* Task to carry out
Can you recast the material, from its first line through the line with "x=569, y=85", as a Markdown table with columns Row and Line, giving each line a number and leaving out blank lines?
* * * * * * *
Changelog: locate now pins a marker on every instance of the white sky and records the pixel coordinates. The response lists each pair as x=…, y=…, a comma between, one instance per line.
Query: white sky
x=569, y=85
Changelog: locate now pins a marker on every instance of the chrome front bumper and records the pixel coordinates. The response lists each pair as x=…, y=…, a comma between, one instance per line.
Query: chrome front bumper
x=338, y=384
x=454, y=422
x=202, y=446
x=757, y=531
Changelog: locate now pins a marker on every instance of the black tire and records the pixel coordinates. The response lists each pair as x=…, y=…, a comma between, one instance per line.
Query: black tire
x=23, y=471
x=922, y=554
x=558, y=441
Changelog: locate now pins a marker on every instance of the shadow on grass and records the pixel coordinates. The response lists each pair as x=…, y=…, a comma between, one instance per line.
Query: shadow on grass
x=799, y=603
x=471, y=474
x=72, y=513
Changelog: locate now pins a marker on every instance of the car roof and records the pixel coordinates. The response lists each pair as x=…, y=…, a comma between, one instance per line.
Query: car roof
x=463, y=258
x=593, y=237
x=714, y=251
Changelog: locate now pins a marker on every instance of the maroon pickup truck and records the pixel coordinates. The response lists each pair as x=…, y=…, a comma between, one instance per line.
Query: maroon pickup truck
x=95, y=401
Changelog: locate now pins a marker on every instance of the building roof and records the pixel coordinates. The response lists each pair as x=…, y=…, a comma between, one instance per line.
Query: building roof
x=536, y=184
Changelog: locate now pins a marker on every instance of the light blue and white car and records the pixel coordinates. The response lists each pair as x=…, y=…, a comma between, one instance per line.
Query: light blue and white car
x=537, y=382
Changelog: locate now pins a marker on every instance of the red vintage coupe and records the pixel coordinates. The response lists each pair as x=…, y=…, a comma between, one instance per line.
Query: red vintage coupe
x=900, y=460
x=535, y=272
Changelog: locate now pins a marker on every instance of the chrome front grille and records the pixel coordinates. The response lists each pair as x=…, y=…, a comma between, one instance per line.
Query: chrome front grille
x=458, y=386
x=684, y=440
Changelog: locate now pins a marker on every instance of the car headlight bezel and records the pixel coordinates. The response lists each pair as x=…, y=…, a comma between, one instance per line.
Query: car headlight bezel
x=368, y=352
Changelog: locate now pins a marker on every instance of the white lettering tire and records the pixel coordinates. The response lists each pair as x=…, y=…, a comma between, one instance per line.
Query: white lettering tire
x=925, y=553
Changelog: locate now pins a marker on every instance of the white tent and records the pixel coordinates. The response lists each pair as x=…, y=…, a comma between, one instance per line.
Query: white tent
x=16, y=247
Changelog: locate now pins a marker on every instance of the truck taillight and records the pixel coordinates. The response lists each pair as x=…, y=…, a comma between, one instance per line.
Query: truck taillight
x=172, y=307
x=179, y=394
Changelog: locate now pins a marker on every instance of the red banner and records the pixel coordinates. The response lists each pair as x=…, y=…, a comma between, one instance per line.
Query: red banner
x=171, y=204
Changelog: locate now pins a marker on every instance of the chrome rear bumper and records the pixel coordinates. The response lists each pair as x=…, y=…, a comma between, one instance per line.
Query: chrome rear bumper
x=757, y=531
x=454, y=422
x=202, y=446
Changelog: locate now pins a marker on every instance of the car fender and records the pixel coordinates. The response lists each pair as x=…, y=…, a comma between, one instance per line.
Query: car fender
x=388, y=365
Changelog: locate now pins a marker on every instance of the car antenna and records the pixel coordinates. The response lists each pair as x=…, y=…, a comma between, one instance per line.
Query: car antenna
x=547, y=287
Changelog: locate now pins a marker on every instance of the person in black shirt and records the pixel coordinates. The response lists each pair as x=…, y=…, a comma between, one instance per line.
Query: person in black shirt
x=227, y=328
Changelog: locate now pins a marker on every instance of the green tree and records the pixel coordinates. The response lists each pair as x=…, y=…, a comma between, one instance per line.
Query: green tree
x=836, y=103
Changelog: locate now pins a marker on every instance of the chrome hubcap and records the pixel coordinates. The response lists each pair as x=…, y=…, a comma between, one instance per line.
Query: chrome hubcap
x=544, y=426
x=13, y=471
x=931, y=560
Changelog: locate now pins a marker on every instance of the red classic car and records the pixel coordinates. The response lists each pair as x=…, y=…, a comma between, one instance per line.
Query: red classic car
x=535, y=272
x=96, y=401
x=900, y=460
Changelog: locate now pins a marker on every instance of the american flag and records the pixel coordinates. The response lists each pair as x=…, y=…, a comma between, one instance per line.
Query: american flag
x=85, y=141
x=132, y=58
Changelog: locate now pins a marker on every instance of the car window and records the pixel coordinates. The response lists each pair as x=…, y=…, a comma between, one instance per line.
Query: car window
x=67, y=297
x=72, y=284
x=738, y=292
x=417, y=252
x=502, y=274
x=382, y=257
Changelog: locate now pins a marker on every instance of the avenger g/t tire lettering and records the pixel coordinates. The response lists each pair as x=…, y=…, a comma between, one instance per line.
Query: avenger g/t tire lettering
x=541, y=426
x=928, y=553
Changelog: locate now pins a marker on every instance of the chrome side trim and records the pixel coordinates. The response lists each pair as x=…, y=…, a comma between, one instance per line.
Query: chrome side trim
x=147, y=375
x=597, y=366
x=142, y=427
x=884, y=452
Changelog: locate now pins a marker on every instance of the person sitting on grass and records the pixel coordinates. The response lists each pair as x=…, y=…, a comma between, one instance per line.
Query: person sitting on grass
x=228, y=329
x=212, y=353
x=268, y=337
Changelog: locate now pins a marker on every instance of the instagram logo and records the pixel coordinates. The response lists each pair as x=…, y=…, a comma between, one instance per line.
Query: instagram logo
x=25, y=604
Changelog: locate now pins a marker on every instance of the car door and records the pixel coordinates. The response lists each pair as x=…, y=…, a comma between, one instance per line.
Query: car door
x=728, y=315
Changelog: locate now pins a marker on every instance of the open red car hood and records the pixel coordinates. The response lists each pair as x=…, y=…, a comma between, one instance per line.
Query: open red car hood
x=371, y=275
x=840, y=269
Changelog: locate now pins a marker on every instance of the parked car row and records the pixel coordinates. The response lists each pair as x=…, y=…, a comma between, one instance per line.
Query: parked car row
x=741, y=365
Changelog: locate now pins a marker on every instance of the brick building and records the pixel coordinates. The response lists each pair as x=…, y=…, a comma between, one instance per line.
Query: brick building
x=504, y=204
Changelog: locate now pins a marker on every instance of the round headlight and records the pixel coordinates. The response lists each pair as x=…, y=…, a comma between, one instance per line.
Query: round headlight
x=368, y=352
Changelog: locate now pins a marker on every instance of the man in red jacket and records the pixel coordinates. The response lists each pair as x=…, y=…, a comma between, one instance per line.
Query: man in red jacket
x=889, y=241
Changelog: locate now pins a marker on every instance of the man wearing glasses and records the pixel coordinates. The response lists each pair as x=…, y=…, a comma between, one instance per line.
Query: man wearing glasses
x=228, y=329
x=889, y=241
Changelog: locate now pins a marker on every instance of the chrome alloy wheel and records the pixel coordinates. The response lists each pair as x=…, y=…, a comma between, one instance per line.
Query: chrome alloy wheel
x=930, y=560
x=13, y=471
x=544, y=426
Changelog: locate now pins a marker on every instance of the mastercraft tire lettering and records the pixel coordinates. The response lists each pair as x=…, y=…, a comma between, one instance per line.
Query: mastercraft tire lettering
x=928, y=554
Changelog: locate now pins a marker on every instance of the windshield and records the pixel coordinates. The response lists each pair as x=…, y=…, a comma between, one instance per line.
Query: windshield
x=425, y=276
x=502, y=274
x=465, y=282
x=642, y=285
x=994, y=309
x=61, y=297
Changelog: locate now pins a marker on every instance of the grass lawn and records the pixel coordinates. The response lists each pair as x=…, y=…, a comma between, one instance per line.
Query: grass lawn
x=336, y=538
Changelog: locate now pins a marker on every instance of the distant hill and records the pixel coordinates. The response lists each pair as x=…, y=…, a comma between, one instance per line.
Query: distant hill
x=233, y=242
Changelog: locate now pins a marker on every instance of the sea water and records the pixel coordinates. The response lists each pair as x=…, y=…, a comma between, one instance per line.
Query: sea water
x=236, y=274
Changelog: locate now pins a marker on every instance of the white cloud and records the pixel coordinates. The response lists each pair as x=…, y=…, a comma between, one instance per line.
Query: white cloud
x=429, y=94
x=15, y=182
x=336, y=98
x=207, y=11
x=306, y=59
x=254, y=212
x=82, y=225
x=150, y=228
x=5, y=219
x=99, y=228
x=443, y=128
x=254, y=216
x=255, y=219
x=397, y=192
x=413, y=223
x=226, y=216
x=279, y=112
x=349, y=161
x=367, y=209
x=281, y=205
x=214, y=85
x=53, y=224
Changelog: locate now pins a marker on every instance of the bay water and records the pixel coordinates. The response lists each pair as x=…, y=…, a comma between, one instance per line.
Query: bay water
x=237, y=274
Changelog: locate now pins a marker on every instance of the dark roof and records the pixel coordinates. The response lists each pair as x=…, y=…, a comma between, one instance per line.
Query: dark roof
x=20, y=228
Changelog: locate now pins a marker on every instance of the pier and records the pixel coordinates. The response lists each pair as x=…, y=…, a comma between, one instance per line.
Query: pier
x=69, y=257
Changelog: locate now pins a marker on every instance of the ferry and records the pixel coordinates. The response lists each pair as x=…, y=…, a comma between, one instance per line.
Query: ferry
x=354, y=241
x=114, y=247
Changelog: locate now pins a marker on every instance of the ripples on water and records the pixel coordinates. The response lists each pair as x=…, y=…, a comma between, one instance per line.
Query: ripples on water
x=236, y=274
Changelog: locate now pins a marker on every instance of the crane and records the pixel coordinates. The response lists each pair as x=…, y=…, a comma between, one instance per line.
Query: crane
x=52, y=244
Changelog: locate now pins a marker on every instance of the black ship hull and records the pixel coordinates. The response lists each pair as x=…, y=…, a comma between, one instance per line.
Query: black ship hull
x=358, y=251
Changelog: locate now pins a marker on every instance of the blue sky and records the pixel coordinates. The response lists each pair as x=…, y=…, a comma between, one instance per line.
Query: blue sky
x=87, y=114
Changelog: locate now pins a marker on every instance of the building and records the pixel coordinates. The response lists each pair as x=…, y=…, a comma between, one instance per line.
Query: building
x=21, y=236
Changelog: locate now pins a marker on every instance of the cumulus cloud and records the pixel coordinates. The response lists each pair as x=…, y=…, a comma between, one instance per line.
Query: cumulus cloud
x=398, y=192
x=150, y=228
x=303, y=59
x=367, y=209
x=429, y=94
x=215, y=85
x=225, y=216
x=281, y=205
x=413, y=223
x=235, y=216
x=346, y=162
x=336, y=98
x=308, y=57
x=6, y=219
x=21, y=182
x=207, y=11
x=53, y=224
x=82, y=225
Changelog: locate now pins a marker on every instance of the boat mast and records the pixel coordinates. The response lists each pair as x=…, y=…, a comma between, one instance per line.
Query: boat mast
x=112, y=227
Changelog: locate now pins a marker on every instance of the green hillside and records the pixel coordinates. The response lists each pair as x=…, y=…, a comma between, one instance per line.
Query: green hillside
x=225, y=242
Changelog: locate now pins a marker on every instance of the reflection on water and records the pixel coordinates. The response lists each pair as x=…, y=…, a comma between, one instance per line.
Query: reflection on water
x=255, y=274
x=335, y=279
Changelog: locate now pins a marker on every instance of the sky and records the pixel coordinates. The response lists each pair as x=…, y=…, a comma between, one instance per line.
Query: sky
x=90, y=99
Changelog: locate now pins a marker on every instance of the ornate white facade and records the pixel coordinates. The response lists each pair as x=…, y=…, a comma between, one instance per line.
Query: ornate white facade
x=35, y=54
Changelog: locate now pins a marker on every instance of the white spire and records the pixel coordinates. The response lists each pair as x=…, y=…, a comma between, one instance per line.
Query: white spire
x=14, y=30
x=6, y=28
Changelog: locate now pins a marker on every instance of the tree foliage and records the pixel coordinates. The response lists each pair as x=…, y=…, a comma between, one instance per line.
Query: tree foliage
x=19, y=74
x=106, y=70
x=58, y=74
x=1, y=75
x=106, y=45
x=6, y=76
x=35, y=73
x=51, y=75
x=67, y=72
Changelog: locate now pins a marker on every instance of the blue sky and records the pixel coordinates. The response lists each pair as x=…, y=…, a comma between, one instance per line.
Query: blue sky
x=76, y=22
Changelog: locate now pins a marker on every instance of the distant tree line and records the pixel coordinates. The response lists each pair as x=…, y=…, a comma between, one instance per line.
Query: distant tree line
* * * * * * *
* Result below
| Row | Line |
|---|---|
| 1 | Changelog: locate now pins a marker on every instance of the white sky and records the pixel coordinates. The response lists each pair as x=…, y=…, a comma between, one instance per line. |
| 2 | Query: white sky |
| 3 | x=569, y=85 |